■ **Problem statement**: Repeat the line that contains "point_to MUST place one pin on each instance of the long" and all lines after it through the end, exactly as they are, minus the pictures.

[Pointing records]
** START **

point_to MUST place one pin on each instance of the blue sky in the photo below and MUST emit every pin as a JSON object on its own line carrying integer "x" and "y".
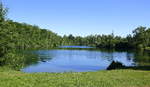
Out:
{"x": 82, "y": 17}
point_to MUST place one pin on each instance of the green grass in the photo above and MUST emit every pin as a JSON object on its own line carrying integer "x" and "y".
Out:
{"x": 113, "y": 78}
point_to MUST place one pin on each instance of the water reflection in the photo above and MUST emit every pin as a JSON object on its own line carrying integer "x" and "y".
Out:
{"x": 83, "y": 60}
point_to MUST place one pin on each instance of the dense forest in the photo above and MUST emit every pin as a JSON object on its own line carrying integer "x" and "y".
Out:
{"x": 22, "y": 36}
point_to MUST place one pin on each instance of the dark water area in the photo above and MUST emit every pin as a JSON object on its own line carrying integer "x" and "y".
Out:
{"x": 82, "y": 59}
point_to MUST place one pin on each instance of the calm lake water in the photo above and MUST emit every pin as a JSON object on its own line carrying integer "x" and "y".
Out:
{"x": 83, "y": 59}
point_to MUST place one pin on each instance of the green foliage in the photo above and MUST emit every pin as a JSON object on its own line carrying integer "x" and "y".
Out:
{"x": 113, "y": 78}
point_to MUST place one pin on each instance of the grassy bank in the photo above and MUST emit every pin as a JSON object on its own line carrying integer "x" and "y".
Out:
{"x": 113, "y": 78}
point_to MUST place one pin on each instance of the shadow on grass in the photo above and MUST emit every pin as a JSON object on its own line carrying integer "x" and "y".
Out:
{"x": 118, "y": 65}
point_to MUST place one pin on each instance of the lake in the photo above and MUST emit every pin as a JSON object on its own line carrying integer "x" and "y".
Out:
{"x": 81, "y": 59}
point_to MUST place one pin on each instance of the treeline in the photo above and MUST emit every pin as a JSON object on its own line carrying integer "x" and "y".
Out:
{"x": 22, "y": 36}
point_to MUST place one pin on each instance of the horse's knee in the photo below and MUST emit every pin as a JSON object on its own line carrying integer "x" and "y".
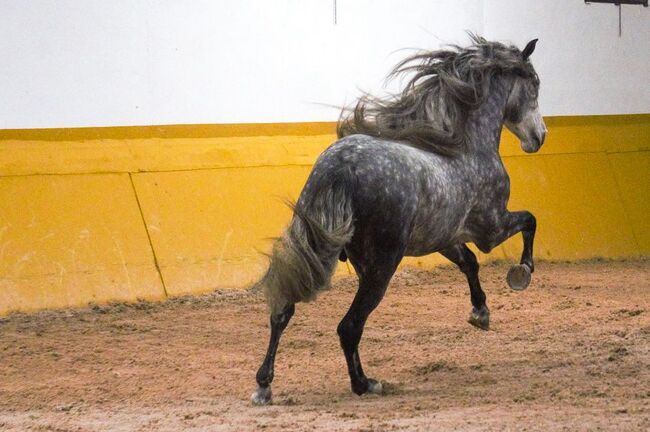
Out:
{"x": 469, "y": 265}
{"x": 348, "y": 332}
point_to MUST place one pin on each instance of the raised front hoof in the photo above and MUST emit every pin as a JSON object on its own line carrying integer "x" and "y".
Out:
{"x": 480, "y": 318}
{"x": 370, "y": 386}
{"x": 262, "y": 396}
{"x": 519, "y": 277}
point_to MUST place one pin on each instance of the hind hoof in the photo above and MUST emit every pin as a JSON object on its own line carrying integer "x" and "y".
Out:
{"x": 262, "y": 396}
{"x": 480, "y": 318}
{"x": 375, "y": 387}
{"x": 519, "y": 277}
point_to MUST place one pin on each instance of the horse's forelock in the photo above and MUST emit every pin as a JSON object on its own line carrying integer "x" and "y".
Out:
{"x": 445, "y": 86}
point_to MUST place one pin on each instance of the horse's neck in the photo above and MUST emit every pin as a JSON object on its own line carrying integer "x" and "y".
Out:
{"x": 485, "y": 123}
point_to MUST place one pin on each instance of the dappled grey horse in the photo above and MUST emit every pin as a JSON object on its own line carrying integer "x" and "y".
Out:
{"x": 411, "y": 174}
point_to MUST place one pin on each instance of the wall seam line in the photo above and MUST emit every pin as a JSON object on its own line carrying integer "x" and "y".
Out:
{"x": 620, "y": 197}
{"x": 146, "y": 229}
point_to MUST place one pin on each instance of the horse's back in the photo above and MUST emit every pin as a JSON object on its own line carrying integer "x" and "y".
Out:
{"x": 400, "y": 194}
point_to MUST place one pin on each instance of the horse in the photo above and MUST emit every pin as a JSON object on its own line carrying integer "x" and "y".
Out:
{"x": 411, "y": 174}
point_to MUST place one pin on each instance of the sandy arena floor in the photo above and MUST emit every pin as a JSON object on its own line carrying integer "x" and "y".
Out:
{"x": 570, "y": 353}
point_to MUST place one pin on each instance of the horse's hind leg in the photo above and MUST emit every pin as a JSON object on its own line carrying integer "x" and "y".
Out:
{"x": 372, "y": 286}
{"x": 265, "y": 373}
{"x": 466, "y": 261}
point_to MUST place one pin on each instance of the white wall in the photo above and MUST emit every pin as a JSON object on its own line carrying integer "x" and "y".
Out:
{"x": 69, "y": 63}
{"x": 584, "y": 66}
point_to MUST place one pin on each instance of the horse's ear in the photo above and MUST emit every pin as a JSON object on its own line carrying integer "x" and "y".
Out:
{"x": 529, "y": 49}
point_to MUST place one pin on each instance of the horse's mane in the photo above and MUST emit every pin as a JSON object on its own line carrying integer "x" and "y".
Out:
{"x": 432, "y": 109}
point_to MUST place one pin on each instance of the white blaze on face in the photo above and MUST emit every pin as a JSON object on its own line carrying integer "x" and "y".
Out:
{"x": 531, "y": 130}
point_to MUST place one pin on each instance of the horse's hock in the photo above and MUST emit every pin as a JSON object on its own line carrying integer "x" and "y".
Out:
{"x": 96, "y": 215}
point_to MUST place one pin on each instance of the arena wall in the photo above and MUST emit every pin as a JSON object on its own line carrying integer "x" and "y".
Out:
{"x": 127, "y": 213}
{"x": 98, "y": 203}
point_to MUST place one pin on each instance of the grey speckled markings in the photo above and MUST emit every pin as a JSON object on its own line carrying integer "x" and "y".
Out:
{"x": 410, "y": 175}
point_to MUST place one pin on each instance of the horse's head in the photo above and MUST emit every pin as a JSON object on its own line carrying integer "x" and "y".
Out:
{"x": 522, "y": 115}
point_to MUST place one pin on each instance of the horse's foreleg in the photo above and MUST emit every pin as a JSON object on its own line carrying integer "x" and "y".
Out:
{"x": 466, "y": 261}
{"x": 279, "y": 322}
{"x": 524, "y": 222}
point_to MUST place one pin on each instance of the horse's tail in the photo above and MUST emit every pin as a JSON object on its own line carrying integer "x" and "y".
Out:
{"x": 304, "y": 258}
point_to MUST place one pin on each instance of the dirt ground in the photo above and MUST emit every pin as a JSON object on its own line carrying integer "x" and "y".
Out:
{"x": 570, "y": 353}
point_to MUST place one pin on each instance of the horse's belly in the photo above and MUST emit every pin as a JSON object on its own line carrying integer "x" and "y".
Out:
{"x": 430, "y": 239}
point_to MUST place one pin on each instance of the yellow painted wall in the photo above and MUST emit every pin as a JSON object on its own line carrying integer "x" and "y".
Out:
{"x": 99, "y": 214}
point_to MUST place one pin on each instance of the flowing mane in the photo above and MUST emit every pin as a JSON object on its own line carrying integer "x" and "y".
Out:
{"x": 432, "y": 109}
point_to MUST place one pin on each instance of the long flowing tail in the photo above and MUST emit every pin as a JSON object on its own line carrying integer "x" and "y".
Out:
{"x": 304, "y": 258}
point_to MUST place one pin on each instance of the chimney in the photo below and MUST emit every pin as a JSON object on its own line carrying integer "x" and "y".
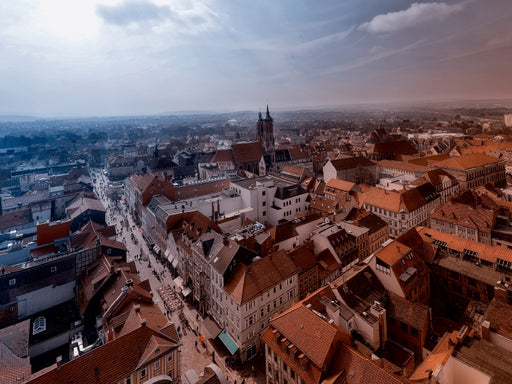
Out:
{"x": 486, "y": 330}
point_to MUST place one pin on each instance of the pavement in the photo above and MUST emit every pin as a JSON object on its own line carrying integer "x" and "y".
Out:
{"x": 194, "y": 355}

** END **

■ **Expected answer**:
point_to MUST place one pin on each instance of the long flowing tail in the photo above and MUST emit every pin as a JSON object on its own line carrying integer "x" and "y".
Out:
{"x": 304, "y": 258}
point_to MUST place one pin on each instance of the chimney in the photo below and MUST emit every pin as a JSON object on its own line carrying integer "x" and "y".
Out:
{"x": 486, "y": 330}
point_to MUST place one pin on each instance of the pavement in the photo above and MUST emit every pin as a JSON object on its own line carrying integer "x" and "y".
Out:
{"x": 194, "y": 355}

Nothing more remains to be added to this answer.